Which lines in the material below contain the string "shorebird"? Collect and copy each of them. Matching is case-sensitive.

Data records

________________

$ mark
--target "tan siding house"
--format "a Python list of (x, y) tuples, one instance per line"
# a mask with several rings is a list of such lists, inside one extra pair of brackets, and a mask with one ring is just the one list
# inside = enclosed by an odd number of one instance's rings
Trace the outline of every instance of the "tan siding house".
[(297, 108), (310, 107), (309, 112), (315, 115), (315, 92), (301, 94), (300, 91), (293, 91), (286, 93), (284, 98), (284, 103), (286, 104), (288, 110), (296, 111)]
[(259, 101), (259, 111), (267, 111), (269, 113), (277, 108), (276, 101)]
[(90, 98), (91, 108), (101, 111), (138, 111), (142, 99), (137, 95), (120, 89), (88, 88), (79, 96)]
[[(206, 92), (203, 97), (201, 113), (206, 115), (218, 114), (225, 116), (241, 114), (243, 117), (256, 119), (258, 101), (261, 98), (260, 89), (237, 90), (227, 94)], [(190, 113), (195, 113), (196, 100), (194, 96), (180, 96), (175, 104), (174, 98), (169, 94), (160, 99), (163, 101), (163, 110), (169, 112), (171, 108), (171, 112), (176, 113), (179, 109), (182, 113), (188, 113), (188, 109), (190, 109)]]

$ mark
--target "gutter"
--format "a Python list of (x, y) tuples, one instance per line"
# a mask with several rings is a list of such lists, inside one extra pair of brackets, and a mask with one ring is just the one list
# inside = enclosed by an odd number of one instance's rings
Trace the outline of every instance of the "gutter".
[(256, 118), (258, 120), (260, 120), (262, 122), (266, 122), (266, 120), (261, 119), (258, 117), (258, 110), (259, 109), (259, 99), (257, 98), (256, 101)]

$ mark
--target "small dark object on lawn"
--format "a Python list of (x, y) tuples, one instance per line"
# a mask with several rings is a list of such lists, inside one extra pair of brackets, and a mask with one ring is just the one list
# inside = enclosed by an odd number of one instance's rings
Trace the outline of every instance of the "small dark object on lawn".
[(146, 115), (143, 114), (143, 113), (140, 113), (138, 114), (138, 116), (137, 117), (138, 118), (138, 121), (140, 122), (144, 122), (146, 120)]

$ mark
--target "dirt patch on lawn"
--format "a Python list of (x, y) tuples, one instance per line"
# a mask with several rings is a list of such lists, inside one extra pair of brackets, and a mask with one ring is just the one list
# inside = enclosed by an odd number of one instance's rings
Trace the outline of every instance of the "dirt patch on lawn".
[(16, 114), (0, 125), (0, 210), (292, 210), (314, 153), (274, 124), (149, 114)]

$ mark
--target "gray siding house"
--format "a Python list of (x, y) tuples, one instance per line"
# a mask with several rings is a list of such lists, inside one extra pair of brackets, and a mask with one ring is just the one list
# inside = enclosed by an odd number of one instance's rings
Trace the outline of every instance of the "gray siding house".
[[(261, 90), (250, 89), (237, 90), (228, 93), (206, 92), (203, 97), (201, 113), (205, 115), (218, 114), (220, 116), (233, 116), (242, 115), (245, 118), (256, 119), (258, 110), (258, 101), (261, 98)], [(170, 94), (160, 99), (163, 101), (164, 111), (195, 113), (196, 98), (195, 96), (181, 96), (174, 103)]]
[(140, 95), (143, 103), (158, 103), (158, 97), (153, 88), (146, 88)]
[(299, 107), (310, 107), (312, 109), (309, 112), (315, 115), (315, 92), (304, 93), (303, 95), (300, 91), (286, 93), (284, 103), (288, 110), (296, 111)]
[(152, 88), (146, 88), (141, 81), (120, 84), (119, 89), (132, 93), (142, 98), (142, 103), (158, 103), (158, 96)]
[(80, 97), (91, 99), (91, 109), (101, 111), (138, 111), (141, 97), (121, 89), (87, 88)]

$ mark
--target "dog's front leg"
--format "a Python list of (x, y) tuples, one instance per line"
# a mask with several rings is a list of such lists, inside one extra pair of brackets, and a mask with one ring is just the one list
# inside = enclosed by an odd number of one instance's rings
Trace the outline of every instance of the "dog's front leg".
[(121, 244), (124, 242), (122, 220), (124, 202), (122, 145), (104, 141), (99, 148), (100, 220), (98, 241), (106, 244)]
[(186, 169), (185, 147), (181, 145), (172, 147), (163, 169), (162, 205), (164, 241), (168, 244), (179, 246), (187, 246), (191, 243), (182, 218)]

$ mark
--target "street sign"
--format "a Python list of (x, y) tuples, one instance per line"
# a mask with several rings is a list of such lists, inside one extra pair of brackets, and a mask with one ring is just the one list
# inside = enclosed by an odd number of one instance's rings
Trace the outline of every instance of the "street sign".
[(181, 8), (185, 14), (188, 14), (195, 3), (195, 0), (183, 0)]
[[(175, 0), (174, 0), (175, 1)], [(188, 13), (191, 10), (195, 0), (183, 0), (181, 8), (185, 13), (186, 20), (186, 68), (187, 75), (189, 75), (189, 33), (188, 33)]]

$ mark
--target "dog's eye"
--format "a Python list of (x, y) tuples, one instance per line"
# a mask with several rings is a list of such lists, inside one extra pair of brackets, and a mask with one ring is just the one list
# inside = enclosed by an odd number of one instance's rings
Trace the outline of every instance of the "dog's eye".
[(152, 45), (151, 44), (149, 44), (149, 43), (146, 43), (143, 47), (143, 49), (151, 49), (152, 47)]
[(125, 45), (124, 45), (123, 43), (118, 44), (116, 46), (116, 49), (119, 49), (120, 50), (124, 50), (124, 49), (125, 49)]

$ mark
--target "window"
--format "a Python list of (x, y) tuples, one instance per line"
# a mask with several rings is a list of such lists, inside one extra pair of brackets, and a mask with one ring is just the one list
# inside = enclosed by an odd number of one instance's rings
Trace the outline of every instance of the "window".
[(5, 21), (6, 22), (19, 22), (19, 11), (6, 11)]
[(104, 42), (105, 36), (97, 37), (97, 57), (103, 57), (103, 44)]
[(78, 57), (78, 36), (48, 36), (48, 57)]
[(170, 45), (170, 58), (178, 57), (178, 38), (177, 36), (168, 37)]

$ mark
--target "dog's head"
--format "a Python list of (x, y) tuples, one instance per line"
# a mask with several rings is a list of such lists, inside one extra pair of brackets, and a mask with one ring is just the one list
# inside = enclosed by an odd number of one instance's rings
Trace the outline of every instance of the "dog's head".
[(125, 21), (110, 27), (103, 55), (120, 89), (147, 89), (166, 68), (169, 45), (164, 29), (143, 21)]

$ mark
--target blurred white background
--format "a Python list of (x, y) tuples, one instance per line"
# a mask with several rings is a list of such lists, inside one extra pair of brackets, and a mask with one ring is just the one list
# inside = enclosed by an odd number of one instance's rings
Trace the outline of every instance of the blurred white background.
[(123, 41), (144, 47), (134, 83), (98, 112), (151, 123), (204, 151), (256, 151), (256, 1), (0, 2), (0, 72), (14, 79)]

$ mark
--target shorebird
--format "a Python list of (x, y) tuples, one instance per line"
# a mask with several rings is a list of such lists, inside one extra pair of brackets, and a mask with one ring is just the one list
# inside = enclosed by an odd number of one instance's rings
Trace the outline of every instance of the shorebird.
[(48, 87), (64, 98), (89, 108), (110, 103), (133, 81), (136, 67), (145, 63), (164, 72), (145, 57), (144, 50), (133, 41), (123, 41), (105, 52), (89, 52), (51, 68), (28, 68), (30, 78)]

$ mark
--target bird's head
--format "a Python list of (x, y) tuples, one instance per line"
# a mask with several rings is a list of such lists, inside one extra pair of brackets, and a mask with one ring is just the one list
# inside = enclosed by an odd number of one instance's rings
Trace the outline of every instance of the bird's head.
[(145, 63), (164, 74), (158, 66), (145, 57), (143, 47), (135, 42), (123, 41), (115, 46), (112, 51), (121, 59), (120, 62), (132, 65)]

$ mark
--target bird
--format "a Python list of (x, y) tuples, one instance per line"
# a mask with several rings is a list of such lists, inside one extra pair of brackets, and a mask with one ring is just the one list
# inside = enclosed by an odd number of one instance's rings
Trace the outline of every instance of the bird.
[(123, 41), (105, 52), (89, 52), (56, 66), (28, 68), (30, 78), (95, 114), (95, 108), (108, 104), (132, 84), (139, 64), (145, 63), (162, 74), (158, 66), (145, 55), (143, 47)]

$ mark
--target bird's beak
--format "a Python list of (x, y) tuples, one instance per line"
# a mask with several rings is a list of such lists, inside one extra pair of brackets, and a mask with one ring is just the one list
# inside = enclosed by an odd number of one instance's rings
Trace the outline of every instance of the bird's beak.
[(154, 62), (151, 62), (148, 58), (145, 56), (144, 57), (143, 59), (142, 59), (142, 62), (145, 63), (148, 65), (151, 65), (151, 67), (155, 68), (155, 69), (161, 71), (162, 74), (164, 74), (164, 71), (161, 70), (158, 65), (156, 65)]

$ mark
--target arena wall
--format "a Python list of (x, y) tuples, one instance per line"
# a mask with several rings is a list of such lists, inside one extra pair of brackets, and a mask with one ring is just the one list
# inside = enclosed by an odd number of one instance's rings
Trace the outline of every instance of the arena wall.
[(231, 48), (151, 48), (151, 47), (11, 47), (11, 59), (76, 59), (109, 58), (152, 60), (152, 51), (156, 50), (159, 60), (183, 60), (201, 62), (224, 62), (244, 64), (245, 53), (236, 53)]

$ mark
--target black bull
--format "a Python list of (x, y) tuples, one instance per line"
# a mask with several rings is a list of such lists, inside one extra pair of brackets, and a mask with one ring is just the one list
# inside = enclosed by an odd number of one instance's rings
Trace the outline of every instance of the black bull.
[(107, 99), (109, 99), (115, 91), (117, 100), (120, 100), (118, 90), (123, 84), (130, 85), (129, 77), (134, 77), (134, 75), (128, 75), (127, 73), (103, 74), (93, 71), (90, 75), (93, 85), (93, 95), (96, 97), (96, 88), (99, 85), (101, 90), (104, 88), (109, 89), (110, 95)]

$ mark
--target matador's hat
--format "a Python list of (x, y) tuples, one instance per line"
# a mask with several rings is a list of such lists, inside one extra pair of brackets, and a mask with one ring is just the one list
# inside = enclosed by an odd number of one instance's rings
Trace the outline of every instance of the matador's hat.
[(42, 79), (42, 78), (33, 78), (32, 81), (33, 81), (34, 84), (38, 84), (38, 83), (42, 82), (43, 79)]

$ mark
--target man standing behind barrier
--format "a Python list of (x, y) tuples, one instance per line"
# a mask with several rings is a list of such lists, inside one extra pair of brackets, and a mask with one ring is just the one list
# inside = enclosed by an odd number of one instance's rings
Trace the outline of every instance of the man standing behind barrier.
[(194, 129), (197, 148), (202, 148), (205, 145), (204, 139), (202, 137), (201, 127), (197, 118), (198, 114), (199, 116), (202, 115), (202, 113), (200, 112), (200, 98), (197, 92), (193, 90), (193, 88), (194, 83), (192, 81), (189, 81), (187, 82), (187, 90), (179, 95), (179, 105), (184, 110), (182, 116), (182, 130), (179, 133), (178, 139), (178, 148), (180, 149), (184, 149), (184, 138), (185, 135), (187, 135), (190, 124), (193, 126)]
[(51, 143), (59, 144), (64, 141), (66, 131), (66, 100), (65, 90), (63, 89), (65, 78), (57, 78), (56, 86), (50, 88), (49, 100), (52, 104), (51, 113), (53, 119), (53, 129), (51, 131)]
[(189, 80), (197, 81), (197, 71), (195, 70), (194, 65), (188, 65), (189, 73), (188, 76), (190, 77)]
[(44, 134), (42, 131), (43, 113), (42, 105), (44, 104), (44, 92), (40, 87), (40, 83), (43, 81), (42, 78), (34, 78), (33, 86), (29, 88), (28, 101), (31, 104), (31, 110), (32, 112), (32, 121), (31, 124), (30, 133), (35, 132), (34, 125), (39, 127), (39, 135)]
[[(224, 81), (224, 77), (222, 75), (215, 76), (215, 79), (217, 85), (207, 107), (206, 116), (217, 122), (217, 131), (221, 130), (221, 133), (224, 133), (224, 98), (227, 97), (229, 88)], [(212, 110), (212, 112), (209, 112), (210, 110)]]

________________

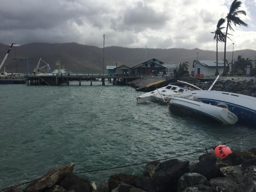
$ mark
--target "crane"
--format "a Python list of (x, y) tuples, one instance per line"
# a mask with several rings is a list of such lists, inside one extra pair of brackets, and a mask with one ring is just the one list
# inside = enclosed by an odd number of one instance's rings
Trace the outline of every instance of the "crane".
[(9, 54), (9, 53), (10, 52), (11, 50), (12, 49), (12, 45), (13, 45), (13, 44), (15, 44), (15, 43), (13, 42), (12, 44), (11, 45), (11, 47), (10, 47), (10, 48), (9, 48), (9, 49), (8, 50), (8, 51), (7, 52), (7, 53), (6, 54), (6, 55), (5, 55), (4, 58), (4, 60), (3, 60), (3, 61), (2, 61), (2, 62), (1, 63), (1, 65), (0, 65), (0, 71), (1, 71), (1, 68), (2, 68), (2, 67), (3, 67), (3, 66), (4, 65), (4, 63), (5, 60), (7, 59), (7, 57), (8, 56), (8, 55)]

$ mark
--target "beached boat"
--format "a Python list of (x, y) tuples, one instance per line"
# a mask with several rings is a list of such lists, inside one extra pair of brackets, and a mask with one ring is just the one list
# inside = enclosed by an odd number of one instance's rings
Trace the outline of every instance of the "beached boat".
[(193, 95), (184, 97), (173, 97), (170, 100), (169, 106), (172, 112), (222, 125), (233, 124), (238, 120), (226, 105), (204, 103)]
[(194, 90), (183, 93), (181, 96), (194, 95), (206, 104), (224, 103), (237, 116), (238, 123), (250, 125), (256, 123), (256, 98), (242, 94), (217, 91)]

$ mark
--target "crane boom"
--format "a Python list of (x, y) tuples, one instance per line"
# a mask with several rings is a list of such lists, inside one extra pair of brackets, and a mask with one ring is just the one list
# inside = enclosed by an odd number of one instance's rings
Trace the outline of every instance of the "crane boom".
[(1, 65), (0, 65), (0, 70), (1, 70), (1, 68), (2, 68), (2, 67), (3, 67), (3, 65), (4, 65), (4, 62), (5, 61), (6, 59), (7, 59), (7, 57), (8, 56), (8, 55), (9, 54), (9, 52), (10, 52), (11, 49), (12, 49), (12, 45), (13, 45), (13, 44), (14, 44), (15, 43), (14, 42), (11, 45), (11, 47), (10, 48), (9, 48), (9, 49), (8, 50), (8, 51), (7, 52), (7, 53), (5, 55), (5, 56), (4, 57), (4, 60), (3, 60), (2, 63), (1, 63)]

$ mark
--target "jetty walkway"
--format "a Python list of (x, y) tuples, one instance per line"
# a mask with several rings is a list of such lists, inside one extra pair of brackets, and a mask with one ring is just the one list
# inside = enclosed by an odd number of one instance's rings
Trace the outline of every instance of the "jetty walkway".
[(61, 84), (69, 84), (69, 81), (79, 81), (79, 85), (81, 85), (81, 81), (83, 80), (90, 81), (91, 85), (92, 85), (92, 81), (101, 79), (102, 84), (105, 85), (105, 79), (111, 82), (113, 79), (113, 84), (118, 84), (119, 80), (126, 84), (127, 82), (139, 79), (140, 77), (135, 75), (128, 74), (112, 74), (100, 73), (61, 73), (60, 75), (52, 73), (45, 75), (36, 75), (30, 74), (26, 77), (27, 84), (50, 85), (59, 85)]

________________

■ **Solution**:
--target shorebird
Trace the outline of every instance of the shorebird.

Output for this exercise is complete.